◆ **Text block**
▬▬▬▬▬▬▬▬▬▬

H2 2020 results round-up: Brooks Macdonald reaches record FUM after 'robust' investment performance

Managers report activity during H2

clock • 48 min read

Companies and economies around the world continued to feel the effects of the coronavirus-enforced lockdowns during the second half of 2020. Investment Week reports on how they have done since then.

Quilter Investors

Quilter Investors' assets under management (AUM) declined by 4% in the six months to 30 June 2020, with net inflows down 25% and an expectation the businesses' margins will further erode in H2.

Higher outflows from the firm's Cirilium Active range of funds were offset by inflows into its Cirilium Blend and Cirilium Passive products, leading to net inflows of £300m, down from £400m in H1 2019. This, alongside volatile markets during the Covid-19 pandemic, let AUM down to £20.8bn, from £21.6bn in the same period last year.

AUM for the Cirilium funds range fell by a smaller 1%, to £11bn, with the firm saying Covid had accelerated a trend started in 2019 of investors favouring its Blend and Passive ranges over its Active offerings.

This switch would likely mean "further erosion of Quilter Investors' margin in the second half as we grow assets in our newer lower margin products", the firm said.

Meanwhile, Quilter Investors' WealthSelect fund range saw AUM increase by 1% to £6.8bn, with Quilter Cheviot's figure falling by 4% to £23.3bn due largely to negative market movements.

Profit in the period for Quilter as a whole slipped to £71m, from £89m in H1 2019, a figure with which the firm said it was "satisfied". The decline in revenue margins saw total net fee revenue fall, too, to £335m.

The number of investors on Quilter's share register was slashed almost in half, as a large number of smaller, retail shareholders chose to take its ‘Odd-lot Offer', which allowed them to redeem their shares at around 120p per share. Over 200,000 shareholders participated, wiping out 45% of its base and costing it £21m.

CEO Paul Feeney characterised the period as "a uniquely challenging environment which has forced us all to reconsider the way we socially interact and undertake business activities".

"In response to revenue challenges in the first half of 2020, we pulled hard on the cost lever, both through structural cost reduction via our Optimisation programme and tactically with a planned reduction in discretionary expenditure of around £30 million this year," Feeney added.

"Our cautious outlook with broadly stable market conditions for the remainder of the year means we continue to expect revenue headwinds. As a consequence, we will maintain a firm handle on expenses with a modestly lower second half out-turn for costs anticipated to offset the expected impact from revenue headwinds.

"We are pleased to see the significant pick-up in net flows across the business in the first half, with gross flows remaining resilient despite the market turmoil and retention rates improving. This gives us confidence that we can deliver improving flows as the Platform migration project completes.

"Notwithstanding short-term uncertainties, Quilter remains well positioned in an industry with secular long-term growth prospects. The business is in good shape and we look forward to the future with confidence."

▬▬▬▬▬▬▬▬▬▬

◆ **Dataset excerpts**

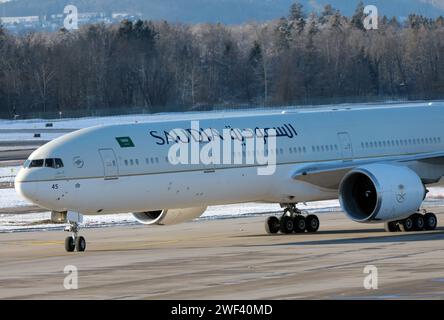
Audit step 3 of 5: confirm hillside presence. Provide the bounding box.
[0,0,444,24]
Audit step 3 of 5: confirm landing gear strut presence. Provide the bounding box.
[385,210,438,232]
[65,214,86,252]
[265,203,320,234]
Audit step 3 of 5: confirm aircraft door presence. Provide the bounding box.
[99,149,119,180]
[338,132,353,161]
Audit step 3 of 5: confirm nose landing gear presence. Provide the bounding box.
[65,213,86,252]
[265,203,320,234]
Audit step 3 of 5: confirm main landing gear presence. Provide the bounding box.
[385,211,438,232]
[65,214,86,252]
[265,203,320,234]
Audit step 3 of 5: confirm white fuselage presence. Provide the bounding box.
[16,104,444,215]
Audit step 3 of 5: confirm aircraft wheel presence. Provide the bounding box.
[399,215,415,232]
[265,217,279,234]
[279,216,294,234]
[424,212,438,231]
[293,216,307,233]
[305,214,320,232]
[384,221,400,232]
[76,237,86,252]
[413,213,424,231]
[65,237,76,252]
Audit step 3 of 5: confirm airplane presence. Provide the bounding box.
[15,102,444,252]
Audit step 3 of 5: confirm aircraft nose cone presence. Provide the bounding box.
[14,169,36,202]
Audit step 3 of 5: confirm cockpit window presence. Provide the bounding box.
[23,158,63,169]
[29,159,44,168]
[45,159,54,168]
[54,158,63,169]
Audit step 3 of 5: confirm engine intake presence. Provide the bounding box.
[339,164,426,223]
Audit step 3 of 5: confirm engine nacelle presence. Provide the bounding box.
[133,207,207,225]
[339,164,426,223]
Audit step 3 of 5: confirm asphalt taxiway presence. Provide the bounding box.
[0,208,444,299]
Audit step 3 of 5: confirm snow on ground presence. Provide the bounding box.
[0,189,32,208]
[0,133,65,142]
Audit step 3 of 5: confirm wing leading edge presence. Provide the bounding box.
[292,151,444,190]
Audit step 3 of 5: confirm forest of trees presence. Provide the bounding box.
[0,3,444,118]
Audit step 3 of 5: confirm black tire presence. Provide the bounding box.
[65,237,76,252]
[424,212,438,231]
[279,216,294,234]
[305,214,320,232]
[384,221,400,232]
[293,216,307,233]
[399,215,415,232]
[413,213,424,231]
[265,217,279,234]
[76,237,86,252]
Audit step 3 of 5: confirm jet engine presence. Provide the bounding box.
[133,207,207,225]
[339,164,426,223]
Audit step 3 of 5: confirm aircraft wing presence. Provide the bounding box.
[292,152,444,189]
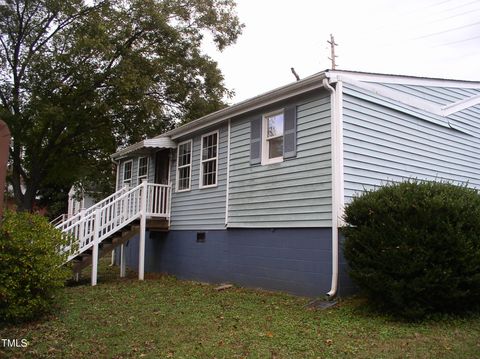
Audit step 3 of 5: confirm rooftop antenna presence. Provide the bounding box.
[327,34,338,70]
[290,67,300,81]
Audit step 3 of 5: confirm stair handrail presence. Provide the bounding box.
[54,186,128,230]
[62,184,143,261]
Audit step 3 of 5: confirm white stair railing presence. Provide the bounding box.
[52,187,128,231]
[61,182,171,261]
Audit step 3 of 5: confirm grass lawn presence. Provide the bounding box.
[0,263,480,358]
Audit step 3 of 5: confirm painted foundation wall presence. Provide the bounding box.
[117,228,354,297]
[343,85,480,203]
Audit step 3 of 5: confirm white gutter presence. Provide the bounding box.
[323,79,344,298]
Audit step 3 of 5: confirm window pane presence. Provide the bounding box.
[178,142,191,166]
[202,133,217,160]
[267,137,283,158]
[267,113,283,138]
[178,166,190,190]
[123,162,132,181]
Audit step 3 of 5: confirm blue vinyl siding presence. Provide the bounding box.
[343,84,480,202]
[228,93,332,228]
[170,125,228,230]
[117,154,155,189]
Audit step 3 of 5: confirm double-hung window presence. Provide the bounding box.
[200,131,218,188]
[262,111,284,164]
[177,140,192,192]
[138,157,148,179]
[123,160,133,183]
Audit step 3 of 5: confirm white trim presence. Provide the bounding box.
[175,140,193,192]
[336,75,443,116]
[225,119,231,227]
[198,130,220,189]
[261,108,285,166]
[441,95,480,116]
[325,70,480,89]
[137,156,150,180]
[122,160,133,183]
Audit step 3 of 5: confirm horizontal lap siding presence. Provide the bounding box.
[170,125,228,230]
[117,154,155,189]
[228,96,332,228]
[343,85,480,202]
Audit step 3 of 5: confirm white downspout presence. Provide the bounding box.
[323,79,344,298]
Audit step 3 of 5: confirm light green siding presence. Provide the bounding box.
[228,93,332,228]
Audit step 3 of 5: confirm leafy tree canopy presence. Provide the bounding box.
[0,0,243,210]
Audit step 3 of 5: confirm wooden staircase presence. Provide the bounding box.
[56,181,171,285]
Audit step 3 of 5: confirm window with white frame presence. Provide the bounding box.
[138,157,148,179]
[123,160,133,182]
[177,140,192,192]
[200,131,218,188]
[262,110,284,164]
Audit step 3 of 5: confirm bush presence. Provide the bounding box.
[343,180,480,319]
[0,211,69,322]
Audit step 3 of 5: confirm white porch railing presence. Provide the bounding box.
[57,182,171,285]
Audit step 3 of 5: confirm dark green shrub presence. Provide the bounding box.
[343,180,480,319]
[0,211,69,322]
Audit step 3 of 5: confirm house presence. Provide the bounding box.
[50,185,96,226]
[58,70,480,296]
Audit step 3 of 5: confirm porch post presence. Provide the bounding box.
[138,179,147,280]
[92,208,100,286]
[120,244,127,278]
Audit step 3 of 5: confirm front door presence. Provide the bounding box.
[155,150,170,184]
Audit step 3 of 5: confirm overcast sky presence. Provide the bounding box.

▬▬▬▬▬▬▬▬▬▬

◆ **Exercises**
- 1) In the results round-up, rewrite the paragraph beginning "The number of investors on Quilter's share register" as a short bulleted list that keeps its main facts.
- 2) Answer these questions from the results round-up, one per line:
(a) What was the AUM of Quilter Investors' WealthSelect fund range after its 1% increase?
(b) How large a planned reduction in discretionary expenditure does Feeney mention for this year?
(c) To what figure did AUM for the Cirilium funds range fall?
- 3) Write the next paragraph of the results round-up, starting right after Feeney's final quoted sentence.

◆ **Answers in order**
- 1)
- Quilter's shareholder register shrank by almost half.
- Many smaller retail shareholders took the 'Odd-lot Offer' and redeemed their shares at around 120p each.
- Over 200,000 shareholders took part, removing 45% of the base.
- The offer cost Quilter £21m.

- 2)
(a) £6.8bn
(b) Around £30 million
(c) £11bn

- 3)
Royal London Asset Management

Royal London Asset Management has seen its assets under management (AUM) stagnate, as its interim results reveal that figure remained unchanged at £139bn, as of 30 June.

Net internal inflows were at a similar level to the same point last year, with £1.5bn recorded, while net external flows were negative, losing £534m over the period, largely driven by institutional outflows of £1.9bn, which group chief executive Barry O'Dwyer described as corporates and charities "dipping into rainy day funds".

The outflows were partially mitigated by the firm's sustainable fund range performing well in the wholesale sector, which generated £1.3bn of net inflows and contributed to the firm topping the rankings of the Pridham Report.

Overall net flows were positive, with inflows recorded of £997m, although "adverse" market movements of £492m resulted in an identical AUM to 30 December 2019.

Gross flows were up 14% for the firm, growing from £12.6bn to £14.4bn as the external flows' growth of 24% negated the slight reduction of 3% in internal flows.

Active funds continued to outperform their benchmarks, with 60% doing so over three years, although this is markedly down on H1 2019's figure of 97%.

Multi-asset funds particularly struggled as they "were not positioned for the sharp correction in equity markets", according to the firm, which has "impacted performance in terms of adverse asset allocation".

Investment performance in actively managed OEICS was akin to the previous year, with 82% performing above their respective medians over a three-year period, on a money-weighted basis.

As a group, Royal London recorded a loss before tax of £181m, down on H1 2020's profit of £397m.

O'Dwyer said: "When markets fall, we make a loss and when markets grow, we make a profit.

"Despite market volatility and economic uncertainty assets under management were stable at £139bn. Our capital position remains strong.

"Covid-19 will inevitably continue to have an impact on new business prospects. Looking further ahead, our strong capital position and unrivalled reputation with advisers and customers will stand us in good stead as we continue to help customers meet their protection, investment and long-term savings needs."